====== Data for this task
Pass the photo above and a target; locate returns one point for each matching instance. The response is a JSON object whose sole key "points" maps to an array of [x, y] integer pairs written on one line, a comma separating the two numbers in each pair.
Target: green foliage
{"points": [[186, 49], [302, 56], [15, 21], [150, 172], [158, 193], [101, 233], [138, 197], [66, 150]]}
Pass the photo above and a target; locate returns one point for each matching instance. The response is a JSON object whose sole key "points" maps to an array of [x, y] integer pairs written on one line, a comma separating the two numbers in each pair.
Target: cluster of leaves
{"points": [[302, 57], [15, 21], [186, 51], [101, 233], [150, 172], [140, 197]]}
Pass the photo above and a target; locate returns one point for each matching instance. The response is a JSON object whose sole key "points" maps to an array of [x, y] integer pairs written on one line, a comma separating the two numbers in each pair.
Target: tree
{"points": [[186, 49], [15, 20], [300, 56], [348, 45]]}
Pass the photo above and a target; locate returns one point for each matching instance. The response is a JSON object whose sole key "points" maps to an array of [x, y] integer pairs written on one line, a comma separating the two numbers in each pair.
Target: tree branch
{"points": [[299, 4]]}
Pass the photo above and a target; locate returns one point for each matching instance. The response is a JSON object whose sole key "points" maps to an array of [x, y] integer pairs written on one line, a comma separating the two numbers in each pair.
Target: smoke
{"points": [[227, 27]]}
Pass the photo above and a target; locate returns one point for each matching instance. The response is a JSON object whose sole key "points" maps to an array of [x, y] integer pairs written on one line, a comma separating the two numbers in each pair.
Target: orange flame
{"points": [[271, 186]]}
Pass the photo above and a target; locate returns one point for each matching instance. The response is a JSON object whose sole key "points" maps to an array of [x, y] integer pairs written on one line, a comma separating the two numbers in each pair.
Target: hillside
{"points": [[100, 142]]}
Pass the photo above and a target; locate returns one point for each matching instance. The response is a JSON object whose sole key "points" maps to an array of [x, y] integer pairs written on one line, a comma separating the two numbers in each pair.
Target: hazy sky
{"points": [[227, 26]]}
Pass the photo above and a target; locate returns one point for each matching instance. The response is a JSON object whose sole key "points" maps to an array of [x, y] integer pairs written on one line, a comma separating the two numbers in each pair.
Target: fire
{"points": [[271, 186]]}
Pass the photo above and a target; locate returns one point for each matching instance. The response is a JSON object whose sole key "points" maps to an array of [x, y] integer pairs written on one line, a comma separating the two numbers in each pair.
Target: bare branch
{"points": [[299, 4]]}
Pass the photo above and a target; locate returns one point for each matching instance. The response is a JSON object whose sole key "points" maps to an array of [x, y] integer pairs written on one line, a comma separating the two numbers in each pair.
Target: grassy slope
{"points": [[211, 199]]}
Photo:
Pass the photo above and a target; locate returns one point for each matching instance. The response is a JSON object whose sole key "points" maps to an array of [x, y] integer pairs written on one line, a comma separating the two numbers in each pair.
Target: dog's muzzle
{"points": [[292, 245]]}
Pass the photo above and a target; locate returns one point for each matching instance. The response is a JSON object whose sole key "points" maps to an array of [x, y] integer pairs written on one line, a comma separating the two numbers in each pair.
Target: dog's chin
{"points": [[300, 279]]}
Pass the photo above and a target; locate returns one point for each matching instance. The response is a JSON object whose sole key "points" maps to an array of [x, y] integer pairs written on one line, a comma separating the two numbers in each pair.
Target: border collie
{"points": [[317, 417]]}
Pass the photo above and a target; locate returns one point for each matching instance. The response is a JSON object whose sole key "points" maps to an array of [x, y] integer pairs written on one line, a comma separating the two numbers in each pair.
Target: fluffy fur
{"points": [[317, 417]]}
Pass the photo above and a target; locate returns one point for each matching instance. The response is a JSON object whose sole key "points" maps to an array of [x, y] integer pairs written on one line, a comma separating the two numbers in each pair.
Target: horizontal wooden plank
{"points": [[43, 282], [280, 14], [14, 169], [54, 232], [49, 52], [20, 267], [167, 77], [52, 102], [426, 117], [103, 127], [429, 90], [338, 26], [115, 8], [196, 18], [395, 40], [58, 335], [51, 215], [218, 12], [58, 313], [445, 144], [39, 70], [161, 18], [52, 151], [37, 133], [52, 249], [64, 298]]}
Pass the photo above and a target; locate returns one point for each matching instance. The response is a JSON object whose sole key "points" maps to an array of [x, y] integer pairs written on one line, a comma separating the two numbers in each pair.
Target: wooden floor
============
_Stated task_: Copy the records word for word from their first line through the line that contains "Target: green foliage", and stop there.

_Completed task_:
Pass the photo above and a target; locate returns one point for each matching instance. The response is a JSON object whose sole key "points" maps to an array of [x, y] integer pairs written on one line, a comma separating the two numbers in each pair.
Target: green foliage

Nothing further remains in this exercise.